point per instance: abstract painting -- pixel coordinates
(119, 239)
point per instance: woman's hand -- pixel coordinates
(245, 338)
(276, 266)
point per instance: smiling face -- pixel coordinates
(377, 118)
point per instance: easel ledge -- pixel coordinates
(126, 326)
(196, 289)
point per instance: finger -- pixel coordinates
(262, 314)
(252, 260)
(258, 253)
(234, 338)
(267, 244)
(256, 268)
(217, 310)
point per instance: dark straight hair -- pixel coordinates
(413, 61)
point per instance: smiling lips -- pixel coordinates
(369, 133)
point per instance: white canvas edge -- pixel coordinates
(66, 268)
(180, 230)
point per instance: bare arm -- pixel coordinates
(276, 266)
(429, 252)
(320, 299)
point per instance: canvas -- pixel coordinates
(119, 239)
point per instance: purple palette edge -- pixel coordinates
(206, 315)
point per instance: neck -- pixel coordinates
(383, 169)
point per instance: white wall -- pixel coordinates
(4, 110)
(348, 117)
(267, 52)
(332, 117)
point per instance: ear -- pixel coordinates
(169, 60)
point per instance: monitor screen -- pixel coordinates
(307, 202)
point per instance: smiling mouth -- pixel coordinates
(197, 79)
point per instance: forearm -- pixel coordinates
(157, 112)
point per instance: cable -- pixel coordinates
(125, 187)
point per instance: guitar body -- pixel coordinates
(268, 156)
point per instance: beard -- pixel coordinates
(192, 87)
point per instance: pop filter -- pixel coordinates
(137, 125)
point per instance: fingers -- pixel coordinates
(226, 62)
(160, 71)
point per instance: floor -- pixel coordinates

Written instruction: Can you rewrite every line of the records above as a JSON list of strings, one string per line, leaving out any blank lines?

Answer to this exercise:
[
  "point per instance: abstract painting -- pixel coordinates",
  "(119, 239)",
  "point per instance: woman's hand -- pixel coordinates",
  "(245, 338)",
  "(276, 266)",
  "point per instance: smiling face -- pixel coordinates",
  "(377, 118)",
  "point per instance: easel ledge -- pixel coordinates",
  "(126, 326)",
  "(196, 289)",
  "point per instance: finger -- pixel coordinates",
  "(262, 314)",
  "(252, 260)",
  "(258, 253)",
  "(234, 338)",
  "(267, 244)",
  "(256, 268)",
  "(217, 310)",
  "point per instance: dark straight hair -- pixel coordinates",
  "(413, 61)",
  "point per instance: smiling lips -- pixel coordinates",
  "(369, 133)",
  "point per instance: white canvas edge -- pixel coordinates",
  "(66, 268)",
  "(180, 230)",
  "point per instance: bare arm -- pixel coordinates",
  "(276, 266)",
  "(429, 252)",
  "(320, 299)",
  "point per instance: canvas -- pixel coordinates",
  "(119, 239)",
  "point per instance: purple palette edge -- pixel coordinates",
  "(206, 315)",
  "point per instance: neck -- pixel coordinates",
  "(383, 169)",
  "point per instance: white wall -- pixel coordinates",
  "(4, 110)",
  "(348, 117)",
  "(267, 52)",
  "(332, 117)",
  "point per instance: ear -- pixel coordinates",
  "(169, 60)",
  "point per instance: monitor screen -- pixel coordinates",
  "(307, 202)",
  "point per instance: smiling mouth -- pixel coordinates",
  "(197, 79)",
  "point per instance: forearm -- pixel coordinates",
  "(157, 112)",
  "point per instance: cable -- pixel coordinates",
  "(125, 187)",
  "point per instance: guitar body -- pixel coordinates",
  "(268, 156)",
  "point per instance: beard -- pixel coordinates",
  "(192, 87)",
  "point per instance: pop filter -- pixel coordinates",
  "(137, 125)",
  "point per instance: fingers -- pixel coordinates",
  "(226, 62)",
  "(160, 71)",
  "point per instance: floor -- pixel coordinates"
]